(Given problem) Set down exactly, and only, the lines from the one with "Mark the innermost point of each instance of the white toilet" to the final line of the entries, both included.

======

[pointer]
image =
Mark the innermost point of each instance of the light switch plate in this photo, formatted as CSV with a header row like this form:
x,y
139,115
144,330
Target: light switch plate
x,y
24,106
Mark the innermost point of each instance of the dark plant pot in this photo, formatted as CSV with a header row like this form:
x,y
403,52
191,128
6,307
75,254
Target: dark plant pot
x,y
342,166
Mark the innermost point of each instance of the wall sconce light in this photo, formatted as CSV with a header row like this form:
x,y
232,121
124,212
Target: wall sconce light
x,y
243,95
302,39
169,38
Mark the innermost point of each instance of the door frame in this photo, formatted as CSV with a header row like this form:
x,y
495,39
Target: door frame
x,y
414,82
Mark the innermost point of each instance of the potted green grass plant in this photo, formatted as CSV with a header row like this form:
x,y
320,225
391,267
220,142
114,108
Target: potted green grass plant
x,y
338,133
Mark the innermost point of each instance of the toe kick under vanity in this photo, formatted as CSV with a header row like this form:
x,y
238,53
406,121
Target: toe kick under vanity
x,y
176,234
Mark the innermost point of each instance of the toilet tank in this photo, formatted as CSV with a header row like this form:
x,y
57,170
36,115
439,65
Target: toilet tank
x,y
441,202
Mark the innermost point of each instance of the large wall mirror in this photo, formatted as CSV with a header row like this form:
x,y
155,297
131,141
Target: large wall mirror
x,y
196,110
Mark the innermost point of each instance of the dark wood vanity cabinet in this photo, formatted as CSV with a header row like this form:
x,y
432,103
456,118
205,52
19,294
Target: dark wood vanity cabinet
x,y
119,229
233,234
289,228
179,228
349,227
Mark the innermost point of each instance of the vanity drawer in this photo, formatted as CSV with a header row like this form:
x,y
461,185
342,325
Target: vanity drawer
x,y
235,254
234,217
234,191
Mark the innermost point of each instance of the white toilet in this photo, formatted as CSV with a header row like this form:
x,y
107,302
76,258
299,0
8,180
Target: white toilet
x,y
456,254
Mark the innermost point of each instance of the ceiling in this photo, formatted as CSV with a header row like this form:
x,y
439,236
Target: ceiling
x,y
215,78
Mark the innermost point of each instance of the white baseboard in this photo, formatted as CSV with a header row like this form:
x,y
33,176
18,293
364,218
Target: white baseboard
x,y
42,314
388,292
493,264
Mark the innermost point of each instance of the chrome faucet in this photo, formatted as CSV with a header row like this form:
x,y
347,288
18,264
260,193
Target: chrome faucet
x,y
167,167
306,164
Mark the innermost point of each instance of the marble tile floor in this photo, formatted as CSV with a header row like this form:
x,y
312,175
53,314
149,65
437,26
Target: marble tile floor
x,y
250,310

======

(Complete answer)
Mark the innermost point of each instance of the white toilet in this photo, formatted as CSV with a header row like this form:
x,y
107,302
76,258
299,0
8,180
Target: white toilet
x,y
456,254
Mark the innermost point of each instance of the ceiling in this photo, formatted as CSV with a header row like this form:
x,y
439,236
Target: ceiling
x,y
215,78
Mark the innermost point of each instance of the white baseboard in this photo, formatted as CSV with a header row like this form:
x,y
33,176
18,293
364,218
Target: white baseboard
x,y
42,314
388,292
493,264
Mark the innermost point of each instance of the chrome faucet in this photo, formatted as CSV with a header row like this form:
x,y
347,288
18,264
260,193
Target: chrome faucet
x,y
167,167
306,164
Mark the innermost point of each instance of the marble tile floor in this photo, formatted as CSV with a header row like this form:
x,y
312,175
53,314
149,65
437,26
Target: marble tile floor
x,y
250,310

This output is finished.